- EXERCISE:
Extend the passage on Cham village houses, starting right after its final sentence.

- GIVEN PASSAGE:
The Cham people do not grow high trees which they think are the shelters of monsters, thus, the Cham villages have few trees. A series of houses stand next to each other in the middle of parallel or perpendicular pathways. Doctor Le Duy Dai from the Vietnam Museum of Ethnology said:               “Normally, the Cham houses face the East. In a Cham village, houses are nicely arranged like streets with alleyways. Village pathways are built in North-South or East-West directions. That’s why the Cham houses or houses of a clan are built in a straight line". 

In the Cham’s matriarchal family, every couple of sisters has their own house. So the number of houses in a plot of land depends on how many married women that family has and on which class that family belongs to. Doctor Le Duy Dai told VOV:“The aristocrats usually have 7 houses sitting next to each other, while the poor have only 5 houses altogether. The extra two houses of the aristocrats are used to accommodate farming tools such as mandrels and shovels and household appliances such as grinders and rice-hulling mills”.

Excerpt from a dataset
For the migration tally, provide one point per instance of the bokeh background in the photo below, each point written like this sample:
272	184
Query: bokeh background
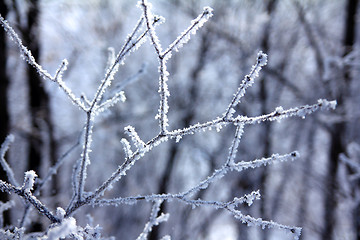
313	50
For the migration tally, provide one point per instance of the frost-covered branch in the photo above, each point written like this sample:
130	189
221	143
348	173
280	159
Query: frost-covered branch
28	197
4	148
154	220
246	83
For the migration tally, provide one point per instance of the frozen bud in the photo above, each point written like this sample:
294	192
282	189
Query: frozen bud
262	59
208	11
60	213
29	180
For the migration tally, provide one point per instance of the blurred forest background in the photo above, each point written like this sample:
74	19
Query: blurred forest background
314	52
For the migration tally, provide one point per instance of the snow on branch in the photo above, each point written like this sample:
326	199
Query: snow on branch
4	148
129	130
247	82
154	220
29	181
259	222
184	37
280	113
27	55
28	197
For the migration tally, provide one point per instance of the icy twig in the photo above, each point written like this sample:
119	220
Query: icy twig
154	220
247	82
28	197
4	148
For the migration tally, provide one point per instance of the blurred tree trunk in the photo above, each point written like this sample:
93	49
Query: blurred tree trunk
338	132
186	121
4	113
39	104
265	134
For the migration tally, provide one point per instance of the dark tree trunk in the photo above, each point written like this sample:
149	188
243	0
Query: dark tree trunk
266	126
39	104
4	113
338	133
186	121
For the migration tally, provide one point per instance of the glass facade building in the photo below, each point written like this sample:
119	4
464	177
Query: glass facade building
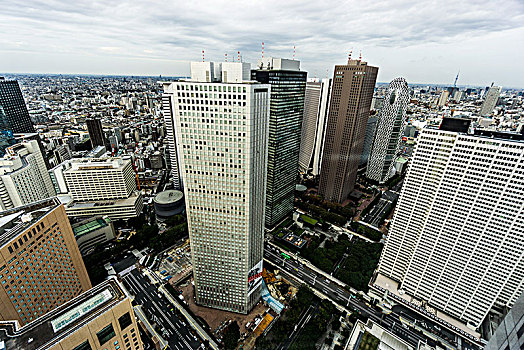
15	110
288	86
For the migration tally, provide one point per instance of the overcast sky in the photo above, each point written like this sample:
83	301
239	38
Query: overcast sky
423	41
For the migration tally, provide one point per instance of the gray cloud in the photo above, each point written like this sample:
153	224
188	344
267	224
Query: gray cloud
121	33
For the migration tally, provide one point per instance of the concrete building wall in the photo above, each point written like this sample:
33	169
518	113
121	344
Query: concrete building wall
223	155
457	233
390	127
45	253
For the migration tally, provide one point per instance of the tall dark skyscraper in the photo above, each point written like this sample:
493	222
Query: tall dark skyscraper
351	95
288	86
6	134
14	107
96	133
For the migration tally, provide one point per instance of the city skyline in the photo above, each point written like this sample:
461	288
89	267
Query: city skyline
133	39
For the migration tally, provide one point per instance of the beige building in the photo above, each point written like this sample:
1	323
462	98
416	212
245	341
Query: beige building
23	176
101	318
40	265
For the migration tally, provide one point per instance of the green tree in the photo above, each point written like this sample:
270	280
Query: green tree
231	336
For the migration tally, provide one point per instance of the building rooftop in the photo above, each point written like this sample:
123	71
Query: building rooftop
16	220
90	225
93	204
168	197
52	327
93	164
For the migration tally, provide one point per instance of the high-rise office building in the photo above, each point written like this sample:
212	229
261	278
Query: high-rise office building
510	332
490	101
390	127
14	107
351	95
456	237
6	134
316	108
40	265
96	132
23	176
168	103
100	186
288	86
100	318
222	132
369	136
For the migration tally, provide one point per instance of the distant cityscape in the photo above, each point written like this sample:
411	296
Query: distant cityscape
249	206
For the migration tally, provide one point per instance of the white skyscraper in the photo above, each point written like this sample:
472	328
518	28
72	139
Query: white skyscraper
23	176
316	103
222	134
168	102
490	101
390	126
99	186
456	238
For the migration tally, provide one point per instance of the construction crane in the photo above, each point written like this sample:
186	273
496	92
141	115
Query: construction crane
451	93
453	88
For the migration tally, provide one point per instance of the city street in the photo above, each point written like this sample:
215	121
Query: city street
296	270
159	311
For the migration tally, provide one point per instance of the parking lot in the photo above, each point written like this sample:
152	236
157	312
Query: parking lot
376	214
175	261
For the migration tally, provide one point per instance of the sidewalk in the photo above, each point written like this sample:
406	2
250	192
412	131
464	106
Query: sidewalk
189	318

* * *

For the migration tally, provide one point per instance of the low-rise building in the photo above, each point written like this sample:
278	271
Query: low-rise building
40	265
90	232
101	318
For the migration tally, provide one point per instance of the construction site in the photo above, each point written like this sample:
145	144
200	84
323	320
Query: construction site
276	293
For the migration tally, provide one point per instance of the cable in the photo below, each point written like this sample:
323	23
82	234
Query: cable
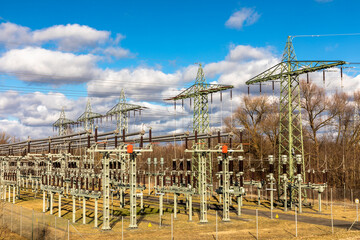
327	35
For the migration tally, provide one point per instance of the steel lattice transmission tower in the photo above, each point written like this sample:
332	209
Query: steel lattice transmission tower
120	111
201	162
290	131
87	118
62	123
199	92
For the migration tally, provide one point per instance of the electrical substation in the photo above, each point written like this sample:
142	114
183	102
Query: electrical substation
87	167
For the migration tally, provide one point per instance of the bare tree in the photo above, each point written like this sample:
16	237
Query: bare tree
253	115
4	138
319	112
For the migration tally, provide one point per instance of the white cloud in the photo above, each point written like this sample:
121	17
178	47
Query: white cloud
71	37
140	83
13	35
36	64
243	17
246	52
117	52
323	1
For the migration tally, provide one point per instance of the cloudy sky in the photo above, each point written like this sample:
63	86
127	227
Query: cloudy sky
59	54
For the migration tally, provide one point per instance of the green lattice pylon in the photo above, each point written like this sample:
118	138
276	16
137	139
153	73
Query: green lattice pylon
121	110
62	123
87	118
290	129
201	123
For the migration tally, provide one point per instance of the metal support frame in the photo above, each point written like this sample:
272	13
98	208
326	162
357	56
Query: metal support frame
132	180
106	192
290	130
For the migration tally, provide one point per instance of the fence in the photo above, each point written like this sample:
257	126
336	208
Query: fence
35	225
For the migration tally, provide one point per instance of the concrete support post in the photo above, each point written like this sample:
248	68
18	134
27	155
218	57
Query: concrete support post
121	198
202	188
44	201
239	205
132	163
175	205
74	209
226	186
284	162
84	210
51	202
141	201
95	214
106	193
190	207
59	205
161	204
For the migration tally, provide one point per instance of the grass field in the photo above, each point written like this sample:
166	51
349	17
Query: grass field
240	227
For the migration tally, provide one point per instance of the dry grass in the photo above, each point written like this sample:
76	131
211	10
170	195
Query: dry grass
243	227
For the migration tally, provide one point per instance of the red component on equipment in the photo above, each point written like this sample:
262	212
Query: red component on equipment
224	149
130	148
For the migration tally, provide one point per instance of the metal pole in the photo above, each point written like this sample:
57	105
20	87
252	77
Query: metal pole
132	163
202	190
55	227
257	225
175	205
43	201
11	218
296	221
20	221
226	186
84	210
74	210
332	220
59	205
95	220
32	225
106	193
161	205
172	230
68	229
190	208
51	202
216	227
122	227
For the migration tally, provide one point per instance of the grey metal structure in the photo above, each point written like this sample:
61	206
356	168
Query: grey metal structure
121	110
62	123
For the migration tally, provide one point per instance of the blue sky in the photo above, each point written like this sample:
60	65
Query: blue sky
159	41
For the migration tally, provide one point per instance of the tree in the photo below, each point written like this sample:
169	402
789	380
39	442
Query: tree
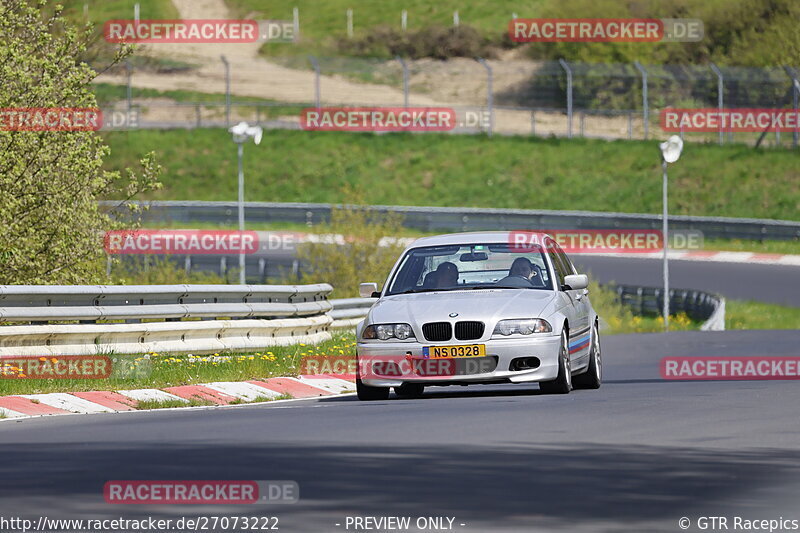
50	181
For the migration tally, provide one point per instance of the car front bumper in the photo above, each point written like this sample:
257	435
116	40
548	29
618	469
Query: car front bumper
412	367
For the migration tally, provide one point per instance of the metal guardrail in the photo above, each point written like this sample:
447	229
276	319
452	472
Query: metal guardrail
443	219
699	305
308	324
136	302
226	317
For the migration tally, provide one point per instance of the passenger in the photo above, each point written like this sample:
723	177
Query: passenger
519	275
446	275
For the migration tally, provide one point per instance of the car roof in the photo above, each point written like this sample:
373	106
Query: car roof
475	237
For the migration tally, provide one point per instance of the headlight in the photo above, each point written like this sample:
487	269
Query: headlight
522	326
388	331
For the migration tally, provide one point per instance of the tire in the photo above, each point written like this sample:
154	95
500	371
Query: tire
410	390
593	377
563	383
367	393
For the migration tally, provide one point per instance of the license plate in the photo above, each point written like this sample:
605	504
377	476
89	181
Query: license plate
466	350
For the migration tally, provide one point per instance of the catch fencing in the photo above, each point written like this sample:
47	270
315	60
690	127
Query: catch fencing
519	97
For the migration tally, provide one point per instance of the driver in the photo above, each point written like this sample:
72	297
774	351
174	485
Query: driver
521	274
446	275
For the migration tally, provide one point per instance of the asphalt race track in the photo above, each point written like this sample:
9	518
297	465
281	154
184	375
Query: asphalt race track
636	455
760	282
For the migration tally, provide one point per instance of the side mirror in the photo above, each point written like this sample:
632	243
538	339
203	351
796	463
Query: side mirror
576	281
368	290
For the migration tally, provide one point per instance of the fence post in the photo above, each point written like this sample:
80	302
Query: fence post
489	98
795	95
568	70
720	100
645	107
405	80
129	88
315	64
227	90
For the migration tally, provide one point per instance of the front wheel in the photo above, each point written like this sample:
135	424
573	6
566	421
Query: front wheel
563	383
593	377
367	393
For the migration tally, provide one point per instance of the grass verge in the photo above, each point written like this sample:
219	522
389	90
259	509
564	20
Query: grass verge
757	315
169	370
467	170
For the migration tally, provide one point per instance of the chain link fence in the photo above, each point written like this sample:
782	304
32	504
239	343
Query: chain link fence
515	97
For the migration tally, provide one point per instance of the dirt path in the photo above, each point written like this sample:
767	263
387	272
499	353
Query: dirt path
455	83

---

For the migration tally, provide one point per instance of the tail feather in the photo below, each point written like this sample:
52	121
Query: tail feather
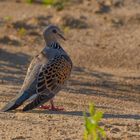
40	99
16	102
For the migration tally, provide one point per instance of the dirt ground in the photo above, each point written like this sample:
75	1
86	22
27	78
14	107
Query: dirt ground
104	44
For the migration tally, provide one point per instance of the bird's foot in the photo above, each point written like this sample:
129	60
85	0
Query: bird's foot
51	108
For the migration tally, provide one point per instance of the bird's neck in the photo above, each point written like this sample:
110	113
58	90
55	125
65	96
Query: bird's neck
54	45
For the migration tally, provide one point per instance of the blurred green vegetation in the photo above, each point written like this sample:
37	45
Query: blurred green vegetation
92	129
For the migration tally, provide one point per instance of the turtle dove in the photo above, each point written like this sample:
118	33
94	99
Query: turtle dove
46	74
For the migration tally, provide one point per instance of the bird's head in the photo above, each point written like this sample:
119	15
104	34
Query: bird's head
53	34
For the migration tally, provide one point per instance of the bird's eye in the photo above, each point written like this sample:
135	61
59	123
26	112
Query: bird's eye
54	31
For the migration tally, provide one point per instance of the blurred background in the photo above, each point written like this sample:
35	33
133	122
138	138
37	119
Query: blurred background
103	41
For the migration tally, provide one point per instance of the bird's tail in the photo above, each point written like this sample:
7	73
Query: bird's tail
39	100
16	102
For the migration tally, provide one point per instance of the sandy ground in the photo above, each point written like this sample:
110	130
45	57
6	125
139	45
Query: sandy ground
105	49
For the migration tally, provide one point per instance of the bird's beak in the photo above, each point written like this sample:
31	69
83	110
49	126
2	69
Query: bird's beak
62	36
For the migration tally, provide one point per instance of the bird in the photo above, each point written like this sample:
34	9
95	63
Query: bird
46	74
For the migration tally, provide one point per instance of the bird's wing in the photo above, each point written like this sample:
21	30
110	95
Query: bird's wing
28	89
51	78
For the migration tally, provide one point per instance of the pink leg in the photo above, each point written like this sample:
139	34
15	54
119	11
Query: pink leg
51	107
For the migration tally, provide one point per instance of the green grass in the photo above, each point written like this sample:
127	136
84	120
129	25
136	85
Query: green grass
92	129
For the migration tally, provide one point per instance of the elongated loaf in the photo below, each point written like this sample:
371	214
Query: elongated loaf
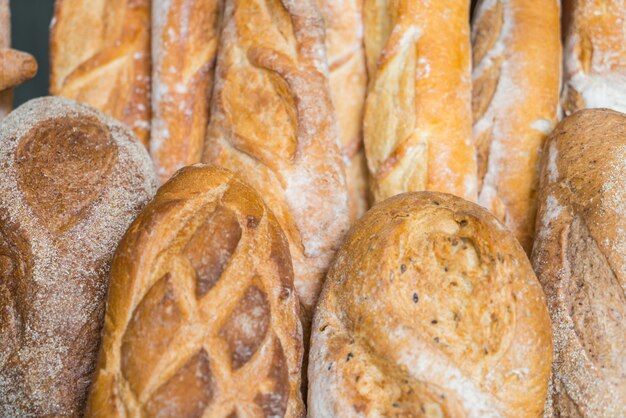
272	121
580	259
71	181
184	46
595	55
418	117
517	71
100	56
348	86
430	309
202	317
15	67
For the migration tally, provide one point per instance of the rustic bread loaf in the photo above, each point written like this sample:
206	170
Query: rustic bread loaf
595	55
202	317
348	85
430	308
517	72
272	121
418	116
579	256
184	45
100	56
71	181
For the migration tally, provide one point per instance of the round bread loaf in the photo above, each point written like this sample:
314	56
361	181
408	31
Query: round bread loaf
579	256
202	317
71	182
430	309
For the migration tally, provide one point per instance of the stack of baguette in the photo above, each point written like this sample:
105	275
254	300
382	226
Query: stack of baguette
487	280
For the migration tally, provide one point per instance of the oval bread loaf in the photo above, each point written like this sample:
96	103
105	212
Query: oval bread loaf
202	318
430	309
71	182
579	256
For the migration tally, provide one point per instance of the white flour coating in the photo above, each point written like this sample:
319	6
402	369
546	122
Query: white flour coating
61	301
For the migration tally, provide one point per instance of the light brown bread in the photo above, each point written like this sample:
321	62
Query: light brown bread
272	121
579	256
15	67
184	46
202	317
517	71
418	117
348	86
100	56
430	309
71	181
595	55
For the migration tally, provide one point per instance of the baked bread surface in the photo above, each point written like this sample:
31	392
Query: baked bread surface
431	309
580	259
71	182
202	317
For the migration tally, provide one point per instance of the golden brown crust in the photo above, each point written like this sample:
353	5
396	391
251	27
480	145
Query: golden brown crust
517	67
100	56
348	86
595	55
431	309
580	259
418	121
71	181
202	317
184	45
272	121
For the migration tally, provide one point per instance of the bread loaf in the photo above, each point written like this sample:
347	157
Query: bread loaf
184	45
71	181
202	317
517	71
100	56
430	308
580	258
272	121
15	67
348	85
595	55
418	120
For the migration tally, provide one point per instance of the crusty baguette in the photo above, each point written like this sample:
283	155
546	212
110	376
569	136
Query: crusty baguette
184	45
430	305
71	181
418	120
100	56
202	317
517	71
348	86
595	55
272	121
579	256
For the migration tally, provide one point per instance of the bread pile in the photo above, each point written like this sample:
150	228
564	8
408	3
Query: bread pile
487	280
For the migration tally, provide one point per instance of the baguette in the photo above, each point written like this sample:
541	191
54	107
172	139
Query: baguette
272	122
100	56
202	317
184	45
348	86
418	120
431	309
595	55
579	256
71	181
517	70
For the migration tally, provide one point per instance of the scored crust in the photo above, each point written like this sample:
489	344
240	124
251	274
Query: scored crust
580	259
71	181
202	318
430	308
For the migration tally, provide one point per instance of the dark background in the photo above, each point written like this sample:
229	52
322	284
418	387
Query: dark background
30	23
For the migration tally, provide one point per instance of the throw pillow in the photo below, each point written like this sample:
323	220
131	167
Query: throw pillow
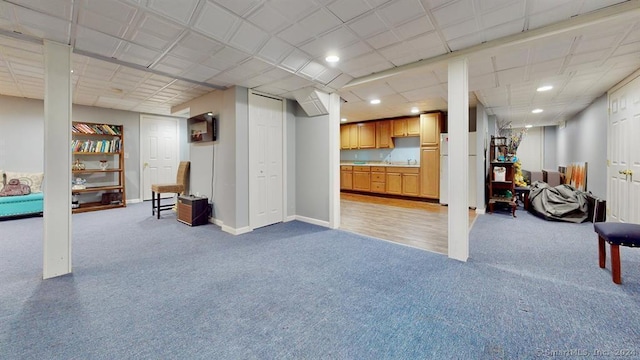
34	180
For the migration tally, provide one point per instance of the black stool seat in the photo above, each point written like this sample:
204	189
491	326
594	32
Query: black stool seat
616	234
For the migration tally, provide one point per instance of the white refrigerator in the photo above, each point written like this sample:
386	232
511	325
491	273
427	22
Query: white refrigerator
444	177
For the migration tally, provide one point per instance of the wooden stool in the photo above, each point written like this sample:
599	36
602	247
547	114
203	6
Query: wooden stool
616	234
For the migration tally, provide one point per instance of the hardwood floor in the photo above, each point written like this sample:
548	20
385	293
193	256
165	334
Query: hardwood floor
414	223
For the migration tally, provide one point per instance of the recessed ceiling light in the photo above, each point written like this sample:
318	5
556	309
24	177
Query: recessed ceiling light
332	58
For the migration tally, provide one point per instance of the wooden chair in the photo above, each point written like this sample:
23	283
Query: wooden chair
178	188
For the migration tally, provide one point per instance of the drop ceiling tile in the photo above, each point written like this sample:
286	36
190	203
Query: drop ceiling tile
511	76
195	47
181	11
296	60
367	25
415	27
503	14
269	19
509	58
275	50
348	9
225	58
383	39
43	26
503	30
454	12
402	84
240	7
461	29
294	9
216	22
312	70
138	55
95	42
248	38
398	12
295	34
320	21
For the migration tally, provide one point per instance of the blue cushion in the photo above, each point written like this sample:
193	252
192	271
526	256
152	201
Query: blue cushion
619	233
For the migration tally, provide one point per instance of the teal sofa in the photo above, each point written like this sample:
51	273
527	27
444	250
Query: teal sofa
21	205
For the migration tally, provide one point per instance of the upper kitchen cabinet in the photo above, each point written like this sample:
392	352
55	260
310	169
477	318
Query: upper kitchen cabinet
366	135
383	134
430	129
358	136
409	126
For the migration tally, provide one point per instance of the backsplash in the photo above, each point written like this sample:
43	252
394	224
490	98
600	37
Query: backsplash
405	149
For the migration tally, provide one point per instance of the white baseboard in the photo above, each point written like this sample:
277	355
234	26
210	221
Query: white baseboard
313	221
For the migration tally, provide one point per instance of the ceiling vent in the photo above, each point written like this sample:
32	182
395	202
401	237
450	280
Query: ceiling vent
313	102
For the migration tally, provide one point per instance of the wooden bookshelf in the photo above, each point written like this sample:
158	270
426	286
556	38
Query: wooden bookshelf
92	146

- ANSWER FOR THE TASK:
The most important house among them is called Thang dơ, where family rituals take place like wedding and ancestor worshipping ceremonies.

“Thang dơ is the home of the newly-wed couples. When the elder daughter gets married, she and her husband will live in Thang dơ and her parents will move to another house called Thang lâm. When the second daughter gets married, the family of the elder daughter will move to another house called Mư dâu and leave Thang dơ to her younger sister’s”.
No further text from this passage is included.